• ABOUT THIS TASK: Translate this sentence from the text on legal action against ICVA into Spanish: "Wisconsin has worked with federal authorities before, and it should not wait to do it again."

Seek emergency injunctive relief before the next NAVLE administration, barring ICVA from withholding, canceling, invalidating, or delaying any score used for Wisconsin licensure unless the candidate receives written findings, access to the evidence relied on, independent review, and a meaningful right to appeal.

Coordinate with the Federal Trade Commission, the DOJ Antitrust Division, the DOJ Criminal Division for parallel review under federal wire fraud (18 U.S.C. § 1343) and, where the documented pattern supports it, federal RICO (18 U.S.C. §§ 1961–1962), and other state Attorneys General. Wisconsin has worked with federal authorities before, and it should not wait to do it again.

• DATA SECTION:
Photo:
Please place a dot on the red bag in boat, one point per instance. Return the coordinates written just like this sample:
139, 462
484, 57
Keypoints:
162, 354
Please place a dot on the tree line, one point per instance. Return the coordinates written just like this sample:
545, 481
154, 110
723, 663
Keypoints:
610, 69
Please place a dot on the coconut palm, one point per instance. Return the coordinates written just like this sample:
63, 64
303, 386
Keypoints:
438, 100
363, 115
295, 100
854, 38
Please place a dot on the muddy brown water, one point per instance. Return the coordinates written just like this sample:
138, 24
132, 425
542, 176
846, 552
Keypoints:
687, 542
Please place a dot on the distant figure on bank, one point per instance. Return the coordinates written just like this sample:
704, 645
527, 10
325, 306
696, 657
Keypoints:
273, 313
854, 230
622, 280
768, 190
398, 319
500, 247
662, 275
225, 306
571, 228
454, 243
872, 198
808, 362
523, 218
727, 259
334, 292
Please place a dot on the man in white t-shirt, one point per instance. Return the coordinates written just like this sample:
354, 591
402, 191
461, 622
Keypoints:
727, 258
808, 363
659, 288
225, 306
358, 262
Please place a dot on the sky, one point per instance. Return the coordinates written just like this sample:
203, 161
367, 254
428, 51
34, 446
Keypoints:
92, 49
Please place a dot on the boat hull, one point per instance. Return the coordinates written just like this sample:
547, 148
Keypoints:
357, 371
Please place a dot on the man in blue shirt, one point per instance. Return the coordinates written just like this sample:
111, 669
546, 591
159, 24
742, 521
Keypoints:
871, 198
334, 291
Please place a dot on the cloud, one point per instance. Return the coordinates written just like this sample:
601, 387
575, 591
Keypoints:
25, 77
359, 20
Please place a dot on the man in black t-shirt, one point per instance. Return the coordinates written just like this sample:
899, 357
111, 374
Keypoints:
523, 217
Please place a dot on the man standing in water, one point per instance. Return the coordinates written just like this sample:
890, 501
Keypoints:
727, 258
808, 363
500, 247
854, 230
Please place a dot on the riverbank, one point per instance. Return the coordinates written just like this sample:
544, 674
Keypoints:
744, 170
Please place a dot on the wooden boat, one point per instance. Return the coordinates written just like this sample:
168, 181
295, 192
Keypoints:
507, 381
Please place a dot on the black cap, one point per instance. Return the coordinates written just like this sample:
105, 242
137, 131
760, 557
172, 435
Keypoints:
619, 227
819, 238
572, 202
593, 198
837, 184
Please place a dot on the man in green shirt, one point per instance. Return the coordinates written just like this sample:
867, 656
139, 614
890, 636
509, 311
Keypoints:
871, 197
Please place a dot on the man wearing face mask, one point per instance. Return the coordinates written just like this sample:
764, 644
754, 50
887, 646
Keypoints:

• ANSWER SPACE: Wisconsin ha trabajado antes con las autoridades federales, y no debería esperar para volver a hacerlo.